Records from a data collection
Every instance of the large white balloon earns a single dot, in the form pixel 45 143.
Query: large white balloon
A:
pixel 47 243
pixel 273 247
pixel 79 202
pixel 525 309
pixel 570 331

◆ PROBLEM TO SOLVE: Could you reproduce all the records exactly?

◆ SOLUTION FOR THIS TASK:
Every instance of the large white balloon earns a single dot, in the form pixel 45 143.
Query: large white balloon
A:
pixel 47 243
pixel 273 247
pixel 79 202
pixel 525 309
pixel 570 331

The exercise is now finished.